### Directive:
Rewrite the part of the records that opens with the line containing "Q: Point out each instance of the bokeh" and runs through the end of the records, keeping the request lines as they are and scaling every coordinate in the answers by 1.55. Round each scaled coordinate to a whole number, with halves rounded up.

Stored items:
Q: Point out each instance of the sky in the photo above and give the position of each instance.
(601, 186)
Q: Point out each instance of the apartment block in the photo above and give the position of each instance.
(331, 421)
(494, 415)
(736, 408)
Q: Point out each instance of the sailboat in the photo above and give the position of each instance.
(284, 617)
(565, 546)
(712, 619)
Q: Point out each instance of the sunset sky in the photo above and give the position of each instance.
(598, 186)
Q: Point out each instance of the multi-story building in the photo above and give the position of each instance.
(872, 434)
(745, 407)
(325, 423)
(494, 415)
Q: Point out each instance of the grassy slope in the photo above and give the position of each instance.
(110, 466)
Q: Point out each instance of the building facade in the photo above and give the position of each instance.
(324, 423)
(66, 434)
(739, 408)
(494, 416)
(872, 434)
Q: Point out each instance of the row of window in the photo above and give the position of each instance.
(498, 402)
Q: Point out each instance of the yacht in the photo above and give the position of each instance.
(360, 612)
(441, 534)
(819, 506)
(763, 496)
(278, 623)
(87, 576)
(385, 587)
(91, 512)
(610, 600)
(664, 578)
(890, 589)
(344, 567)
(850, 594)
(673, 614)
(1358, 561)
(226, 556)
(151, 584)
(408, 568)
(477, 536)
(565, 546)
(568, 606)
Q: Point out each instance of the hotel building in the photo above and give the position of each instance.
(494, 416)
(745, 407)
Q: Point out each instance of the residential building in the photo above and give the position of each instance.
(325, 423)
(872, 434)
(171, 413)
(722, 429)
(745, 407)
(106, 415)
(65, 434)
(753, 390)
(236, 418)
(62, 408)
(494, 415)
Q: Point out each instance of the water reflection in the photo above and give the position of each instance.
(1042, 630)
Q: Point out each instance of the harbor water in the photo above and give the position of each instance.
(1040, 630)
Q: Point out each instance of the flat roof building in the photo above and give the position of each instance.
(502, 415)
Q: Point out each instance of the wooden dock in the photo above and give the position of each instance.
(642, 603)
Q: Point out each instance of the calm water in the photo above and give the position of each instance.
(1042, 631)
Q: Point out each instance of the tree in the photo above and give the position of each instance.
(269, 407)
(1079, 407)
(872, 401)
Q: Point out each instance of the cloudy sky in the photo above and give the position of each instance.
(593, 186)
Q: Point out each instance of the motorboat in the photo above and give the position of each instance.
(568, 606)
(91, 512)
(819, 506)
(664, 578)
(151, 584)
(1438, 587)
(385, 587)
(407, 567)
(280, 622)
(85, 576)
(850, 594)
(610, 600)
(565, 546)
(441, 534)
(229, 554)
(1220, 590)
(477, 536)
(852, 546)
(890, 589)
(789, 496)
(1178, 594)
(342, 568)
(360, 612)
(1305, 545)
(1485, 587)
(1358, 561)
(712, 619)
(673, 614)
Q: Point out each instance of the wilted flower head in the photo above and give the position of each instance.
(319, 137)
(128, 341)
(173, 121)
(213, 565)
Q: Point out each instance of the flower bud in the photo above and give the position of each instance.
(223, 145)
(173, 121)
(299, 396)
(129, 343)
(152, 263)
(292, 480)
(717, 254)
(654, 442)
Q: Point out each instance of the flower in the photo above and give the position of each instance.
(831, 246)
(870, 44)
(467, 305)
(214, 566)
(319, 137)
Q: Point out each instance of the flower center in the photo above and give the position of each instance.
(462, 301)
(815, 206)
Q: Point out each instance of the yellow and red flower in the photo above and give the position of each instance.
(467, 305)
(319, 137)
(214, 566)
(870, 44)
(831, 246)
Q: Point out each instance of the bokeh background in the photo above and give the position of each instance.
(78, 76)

### Solution for this exercise:
Q: Point out each instance of the bokeh background in the photo above and give the position of each instance.
(121, 118)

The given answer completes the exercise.